-- start of Extract provided --

Scrapy Skill

Complete guide for Scrapy - web scraping framework.

Quick Reference

Key Components

Component	Description
Spider	Crawling logic
Item	Data container
Pipeline	Data processing
Middleware	Request/response hooks
Selector	Data extraction

Commands

bash

scrapy startproject <name>    # Create project
scrapy genspider <name> <domain>  # Create spider
scrapy crawl <spider>         # Run spider
scrapy shell <url>            # Interactive shell
scrapy list                   # List spiders

1. Installation

bash

pip install scrapy

# With extras
pip install scrapy[all]

2. Project Structure

Create Project

bash

scrapy startproject myproject
cd myproject
scrapy genspider example example.com

Directory Structure

myproject/
├── scrapy.cfg
└── myproject/
    ├── __init__.py
    ├── items.py
    ├── middlewares.py
    ├── pipelines.py
    ├── settings.py
    └── spiders/
        ├── __init__.py
        └── example.py

3. Basic Spider

Simple Spider

python

# spiders/example.py
import scrapy

class ExampleSpider(scrapy.Spider):
    name = "example"
    allowed_domains = ["example.com"]
    start_urls = ["https://example.com"]

    def parse(self, response):
        # Extract data
        for item in response.css("div.item"):
            yield {
                "title": item.css("h2::text").get(),
                "price": item.css("span.price::text").get(),
                "link": item.css("a::attr(href)").get()
            }

        # Follow pagination
        next_page = response.css("a.next::attr(href)").get()
        if next_page:
            yield response.follow(next_page, self.parse)

-- end of Extract provided --

Pick up the Scrapy guide where it stops and write what comes next.

-- start of Data lines --

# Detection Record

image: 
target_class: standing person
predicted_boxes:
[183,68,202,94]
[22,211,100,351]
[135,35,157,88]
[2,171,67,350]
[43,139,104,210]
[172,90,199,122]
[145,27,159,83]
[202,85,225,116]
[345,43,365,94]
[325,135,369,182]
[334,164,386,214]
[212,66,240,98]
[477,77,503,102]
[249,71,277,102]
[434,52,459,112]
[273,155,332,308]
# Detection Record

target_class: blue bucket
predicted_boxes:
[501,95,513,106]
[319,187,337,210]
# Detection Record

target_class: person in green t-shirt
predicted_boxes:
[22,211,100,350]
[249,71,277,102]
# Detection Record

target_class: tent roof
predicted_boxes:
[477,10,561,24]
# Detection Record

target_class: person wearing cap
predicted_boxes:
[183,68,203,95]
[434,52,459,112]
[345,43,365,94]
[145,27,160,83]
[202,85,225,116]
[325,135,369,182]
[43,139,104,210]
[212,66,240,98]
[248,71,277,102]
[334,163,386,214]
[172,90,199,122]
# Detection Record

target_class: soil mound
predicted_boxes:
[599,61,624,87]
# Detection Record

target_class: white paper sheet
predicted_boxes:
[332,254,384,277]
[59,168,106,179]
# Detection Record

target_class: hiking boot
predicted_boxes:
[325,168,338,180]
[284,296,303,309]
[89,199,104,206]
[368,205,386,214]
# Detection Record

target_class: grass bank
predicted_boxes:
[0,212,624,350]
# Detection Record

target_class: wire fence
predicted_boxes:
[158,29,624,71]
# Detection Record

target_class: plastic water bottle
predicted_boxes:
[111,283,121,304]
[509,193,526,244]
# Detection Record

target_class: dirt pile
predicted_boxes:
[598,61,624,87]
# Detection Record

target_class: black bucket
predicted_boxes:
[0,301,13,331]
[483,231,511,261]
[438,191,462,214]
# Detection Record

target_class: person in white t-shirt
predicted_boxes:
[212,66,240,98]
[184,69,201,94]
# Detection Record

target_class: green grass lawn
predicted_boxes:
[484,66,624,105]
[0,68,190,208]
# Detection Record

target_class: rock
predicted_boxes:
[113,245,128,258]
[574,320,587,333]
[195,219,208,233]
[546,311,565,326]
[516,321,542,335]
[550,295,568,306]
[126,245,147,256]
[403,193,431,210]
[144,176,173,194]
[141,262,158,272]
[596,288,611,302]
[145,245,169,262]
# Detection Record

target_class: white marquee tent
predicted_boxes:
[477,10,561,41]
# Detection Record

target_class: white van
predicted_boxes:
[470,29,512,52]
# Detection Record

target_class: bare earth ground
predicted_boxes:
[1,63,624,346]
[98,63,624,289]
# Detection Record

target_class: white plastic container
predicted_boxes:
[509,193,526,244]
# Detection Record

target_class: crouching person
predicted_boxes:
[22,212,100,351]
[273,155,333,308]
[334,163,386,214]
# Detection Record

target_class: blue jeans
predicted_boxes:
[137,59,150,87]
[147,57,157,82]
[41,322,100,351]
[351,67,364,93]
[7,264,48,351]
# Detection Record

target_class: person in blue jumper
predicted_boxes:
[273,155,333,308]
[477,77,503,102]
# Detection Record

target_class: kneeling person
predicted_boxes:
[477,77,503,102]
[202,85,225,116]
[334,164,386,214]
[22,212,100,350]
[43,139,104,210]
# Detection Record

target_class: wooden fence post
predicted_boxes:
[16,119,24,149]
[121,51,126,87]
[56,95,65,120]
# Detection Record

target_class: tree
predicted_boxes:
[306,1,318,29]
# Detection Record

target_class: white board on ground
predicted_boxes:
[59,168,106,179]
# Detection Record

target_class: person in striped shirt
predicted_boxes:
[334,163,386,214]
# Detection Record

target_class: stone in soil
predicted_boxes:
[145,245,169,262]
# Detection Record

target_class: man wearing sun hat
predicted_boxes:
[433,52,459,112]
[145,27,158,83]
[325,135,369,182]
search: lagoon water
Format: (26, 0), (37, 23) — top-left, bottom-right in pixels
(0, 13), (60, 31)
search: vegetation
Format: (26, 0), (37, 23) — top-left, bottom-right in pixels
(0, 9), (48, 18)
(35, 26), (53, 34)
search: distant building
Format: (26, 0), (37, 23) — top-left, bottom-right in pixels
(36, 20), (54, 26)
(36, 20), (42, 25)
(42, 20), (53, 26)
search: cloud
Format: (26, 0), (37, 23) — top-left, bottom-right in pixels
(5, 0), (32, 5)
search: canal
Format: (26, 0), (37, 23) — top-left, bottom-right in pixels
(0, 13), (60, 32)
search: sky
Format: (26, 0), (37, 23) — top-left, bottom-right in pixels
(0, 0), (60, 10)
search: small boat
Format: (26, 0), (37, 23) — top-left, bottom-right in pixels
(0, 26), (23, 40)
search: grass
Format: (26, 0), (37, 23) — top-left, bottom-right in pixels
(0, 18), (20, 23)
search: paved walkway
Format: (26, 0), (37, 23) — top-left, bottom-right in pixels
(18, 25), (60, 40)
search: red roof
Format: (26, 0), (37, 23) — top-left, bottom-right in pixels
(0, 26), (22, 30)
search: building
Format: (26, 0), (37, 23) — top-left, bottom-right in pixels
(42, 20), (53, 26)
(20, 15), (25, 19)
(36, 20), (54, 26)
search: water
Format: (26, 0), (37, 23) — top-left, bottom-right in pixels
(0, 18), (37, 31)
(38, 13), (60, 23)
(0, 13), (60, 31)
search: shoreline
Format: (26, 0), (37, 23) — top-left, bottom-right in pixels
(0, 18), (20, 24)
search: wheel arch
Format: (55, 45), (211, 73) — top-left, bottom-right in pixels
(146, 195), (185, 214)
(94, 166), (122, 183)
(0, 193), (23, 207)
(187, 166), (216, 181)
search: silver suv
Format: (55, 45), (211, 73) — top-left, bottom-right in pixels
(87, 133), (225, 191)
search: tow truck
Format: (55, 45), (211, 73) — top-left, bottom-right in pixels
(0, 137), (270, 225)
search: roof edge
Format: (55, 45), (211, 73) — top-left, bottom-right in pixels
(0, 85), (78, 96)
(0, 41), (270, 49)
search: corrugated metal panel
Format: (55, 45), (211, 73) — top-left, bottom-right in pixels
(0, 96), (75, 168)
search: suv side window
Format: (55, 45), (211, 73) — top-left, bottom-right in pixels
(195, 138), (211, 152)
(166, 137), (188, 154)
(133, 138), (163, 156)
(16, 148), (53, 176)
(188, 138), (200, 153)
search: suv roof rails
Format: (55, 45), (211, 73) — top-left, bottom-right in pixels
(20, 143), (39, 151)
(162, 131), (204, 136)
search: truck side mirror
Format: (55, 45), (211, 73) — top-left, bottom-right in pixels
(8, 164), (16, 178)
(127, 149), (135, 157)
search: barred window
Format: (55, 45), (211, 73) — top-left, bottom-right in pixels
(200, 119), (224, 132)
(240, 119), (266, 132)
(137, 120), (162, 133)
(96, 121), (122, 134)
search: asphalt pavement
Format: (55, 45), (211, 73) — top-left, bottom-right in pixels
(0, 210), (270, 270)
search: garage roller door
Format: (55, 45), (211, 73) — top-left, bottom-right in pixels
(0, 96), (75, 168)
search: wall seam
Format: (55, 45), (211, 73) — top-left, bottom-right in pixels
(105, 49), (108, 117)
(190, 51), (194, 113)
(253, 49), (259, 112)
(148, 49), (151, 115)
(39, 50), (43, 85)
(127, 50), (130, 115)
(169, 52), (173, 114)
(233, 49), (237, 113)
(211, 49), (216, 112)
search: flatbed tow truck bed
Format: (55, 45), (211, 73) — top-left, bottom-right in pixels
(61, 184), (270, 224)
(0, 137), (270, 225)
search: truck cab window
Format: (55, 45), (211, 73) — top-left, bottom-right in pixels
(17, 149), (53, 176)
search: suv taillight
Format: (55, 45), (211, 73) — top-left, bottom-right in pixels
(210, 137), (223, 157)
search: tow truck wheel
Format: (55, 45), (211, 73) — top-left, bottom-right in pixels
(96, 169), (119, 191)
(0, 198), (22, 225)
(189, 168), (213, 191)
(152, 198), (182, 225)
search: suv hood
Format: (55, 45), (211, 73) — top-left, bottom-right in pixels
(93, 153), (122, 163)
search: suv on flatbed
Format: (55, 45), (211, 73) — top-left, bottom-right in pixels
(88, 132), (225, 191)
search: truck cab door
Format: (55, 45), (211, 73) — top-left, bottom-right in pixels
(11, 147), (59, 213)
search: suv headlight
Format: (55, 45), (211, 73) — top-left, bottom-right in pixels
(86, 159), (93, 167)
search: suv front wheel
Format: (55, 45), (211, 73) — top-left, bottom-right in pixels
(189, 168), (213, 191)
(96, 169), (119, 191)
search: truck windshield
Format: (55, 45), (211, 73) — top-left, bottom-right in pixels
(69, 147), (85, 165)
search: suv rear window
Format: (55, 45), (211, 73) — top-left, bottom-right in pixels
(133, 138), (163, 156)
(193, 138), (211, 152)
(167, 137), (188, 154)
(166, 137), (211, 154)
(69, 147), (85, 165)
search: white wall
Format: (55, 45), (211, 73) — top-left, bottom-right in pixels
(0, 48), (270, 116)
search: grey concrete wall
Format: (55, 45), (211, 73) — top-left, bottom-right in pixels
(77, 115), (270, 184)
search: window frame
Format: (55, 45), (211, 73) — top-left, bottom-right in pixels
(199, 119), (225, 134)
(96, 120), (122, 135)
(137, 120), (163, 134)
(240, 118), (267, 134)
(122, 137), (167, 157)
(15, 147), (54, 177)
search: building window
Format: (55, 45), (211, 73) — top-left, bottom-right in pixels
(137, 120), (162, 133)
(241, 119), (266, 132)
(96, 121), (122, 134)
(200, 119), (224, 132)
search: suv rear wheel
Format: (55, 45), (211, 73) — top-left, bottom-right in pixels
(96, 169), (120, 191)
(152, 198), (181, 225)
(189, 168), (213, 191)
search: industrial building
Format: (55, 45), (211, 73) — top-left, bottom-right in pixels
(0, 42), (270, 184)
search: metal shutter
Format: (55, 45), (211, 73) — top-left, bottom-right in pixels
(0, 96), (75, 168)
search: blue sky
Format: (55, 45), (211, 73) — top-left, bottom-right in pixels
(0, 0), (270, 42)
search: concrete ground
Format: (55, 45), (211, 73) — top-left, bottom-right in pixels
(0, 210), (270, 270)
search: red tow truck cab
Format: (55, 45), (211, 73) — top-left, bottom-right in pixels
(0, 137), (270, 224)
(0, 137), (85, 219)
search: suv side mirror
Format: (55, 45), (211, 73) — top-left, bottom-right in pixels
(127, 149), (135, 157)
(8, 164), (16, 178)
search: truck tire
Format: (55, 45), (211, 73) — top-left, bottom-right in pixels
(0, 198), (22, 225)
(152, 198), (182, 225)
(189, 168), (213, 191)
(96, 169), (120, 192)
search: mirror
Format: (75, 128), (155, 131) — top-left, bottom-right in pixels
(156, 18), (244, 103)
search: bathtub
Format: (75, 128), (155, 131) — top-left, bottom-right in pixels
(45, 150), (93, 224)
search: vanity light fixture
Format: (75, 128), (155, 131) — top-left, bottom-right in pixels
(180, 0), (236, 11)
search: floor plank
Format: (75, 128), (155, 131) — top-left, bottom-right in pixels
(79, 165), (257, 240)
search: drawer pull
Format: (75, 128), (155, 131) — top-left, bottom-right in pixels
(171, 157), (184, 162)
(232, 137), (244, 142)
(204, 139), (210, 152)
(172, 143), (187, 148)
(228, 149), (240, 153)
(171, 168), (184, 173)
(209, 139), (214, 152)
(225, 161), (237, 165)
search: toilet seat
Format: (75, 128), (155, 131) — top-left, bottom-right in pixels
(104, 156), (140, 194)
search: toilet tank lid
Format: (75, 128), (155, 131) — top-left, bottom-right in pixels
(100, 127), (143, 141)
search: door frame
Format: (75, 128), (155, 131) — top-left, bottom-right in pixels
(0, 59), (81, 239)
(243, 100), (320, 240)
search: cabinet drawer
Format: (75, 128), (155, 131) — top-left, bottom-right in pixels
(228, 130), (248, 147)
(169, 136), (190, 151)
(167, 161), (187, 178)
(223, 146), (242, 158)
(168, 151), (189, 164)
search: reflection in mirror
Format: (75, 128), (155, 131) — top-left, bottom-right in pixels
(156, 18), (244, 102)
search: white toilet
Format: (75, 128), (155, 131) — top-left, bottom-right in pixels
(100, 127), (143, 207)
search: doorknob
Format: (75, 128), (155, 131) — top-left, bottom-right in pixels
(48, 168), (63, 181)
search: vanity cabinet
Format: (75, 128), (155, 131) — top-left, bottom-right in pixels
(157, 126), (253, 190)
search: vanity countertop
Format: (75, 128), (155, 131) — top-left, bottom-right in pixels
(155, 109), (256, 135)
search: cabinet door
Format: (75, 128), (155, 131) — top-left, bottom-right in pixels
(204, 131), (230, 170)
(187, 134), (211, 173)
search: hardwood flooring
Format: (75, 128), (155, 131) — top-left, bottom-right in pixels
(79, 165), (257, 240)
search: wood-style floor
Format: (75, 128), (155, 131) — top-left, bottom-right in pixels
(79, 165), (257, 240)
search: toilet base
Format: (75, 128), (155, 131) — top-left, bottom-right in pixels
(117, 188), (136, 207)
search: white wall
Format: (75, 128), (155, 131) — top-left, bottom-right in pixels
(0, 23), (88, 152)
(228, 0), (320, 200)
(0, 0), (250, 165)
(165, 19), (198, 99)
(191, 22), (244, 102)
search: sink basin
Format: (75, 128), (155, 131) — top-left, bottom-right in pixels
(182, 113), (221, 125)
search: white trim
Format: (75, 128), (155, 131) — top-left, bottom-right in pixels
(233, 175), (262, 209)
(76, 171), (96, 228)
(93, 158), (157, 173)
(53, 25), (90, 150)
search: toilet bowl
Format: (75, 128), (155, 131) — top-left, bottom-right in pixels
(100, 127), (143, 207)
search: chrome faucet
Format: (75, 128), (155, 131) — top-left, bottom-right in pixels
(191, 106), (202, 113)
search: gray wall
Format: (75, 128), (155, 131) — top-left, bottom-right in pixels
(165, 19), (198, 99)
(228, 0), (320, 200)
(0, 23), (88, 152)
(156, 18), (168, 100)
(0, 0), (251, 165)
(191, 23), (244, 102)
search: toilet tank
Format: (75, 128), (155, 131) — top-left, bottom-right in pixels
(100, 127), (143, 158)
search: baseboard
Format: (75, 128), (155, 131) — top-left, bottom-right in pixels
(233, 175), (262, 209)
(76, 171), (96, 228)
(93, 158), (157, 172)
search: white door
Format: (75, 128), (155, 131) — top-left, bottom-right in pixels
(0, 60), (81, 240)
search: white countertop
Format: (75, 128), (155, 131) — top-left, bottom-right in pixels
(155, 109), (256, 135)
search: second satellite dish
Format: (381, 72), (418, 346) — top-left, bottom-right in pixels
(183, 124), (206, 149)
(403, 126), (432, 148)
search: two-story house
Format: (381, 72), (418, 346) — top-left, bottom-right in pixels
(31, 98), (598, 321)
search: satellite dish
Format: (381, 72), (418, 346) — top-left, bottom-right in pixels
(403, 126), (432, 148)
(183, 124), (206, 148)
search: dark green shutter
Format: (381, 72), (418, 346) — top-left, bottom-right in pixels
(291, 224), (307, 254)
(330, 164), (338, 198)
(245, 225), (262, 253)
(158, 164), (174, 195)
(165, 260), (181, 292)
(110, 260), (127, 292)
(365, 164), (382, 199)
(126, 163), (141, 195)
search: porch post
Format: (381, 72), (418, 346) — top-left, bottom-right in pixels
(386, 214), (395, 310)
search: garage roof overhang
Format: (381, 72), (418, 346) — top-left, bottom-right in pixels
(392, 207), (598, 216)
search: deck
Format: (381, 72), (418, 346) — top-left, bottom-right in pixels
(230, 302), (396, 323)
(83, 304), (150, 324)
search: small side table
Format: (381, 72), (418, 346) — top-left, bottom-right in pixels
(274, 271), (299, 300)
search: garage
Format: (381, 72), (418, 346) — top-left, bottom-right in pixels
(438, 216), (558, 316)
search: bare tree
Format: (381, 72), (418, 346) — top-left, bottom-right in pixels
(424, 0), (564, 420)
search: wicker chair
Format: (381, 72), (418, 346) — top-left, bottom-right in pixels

-- end of Data lines --

> [Expected output]
Run Spider

bash

# Run and output to file
scrapy crawl example -o output.json
scrapy crawl example -o output.csv
scrapy crawl example -o output.jsonl

# With arguments
scrapy crawl example -a category=electronics

4. Selectors

CSS Selectors

python

# Get text
response.css("h1::text").get()
response.css("h1::text").getall()

# Get attribute
response.css("a::attr(href)").get()
response.css("img::attr(src)").getall()

# Nested selection
response.css("div.item").css("span.price::text").get()

# Multiple classes
response.css("div.item.featured")

# Child selector
response.css("div.parent > span")

# Contains text
response.css("a:contains('Next')")

XPath Selectors

python

# Get text
response.xpath("//h1/text()").get()
response.xpath("//h1/text()").getall()

# Get attribute
response.xpath("//a/@href").get()

# By text content
response.xpath("//button[text()='Submit']")
response.xpath("//div[contains(text(), 'Hello')]")

# By attribute
response.xpath("//input[@placeholder='Search']")

# Parent/child
response.xpath("//div[@class='parent']//span")

# Following sibling
response.xpath("//label[text()='Email']/following-sibling::input")

Re (Regex)

python

# Extract with regex
response.css("p::text").re(r"Price: (\d+)")
response.css("p::text").re_first(r"\d+")

# Clean text
import re
text = response.css("p::text").get()
clean = re.sub(r"\s+", " ", text).strip()

5. Items

Define Items

python

# items.py
import scrapy

class ProductItem(scrapy.Item):
    name = scrapy.Field()
    price = scrapy.Field()
    description = scrapy.Field()
    url = scrapy.Field()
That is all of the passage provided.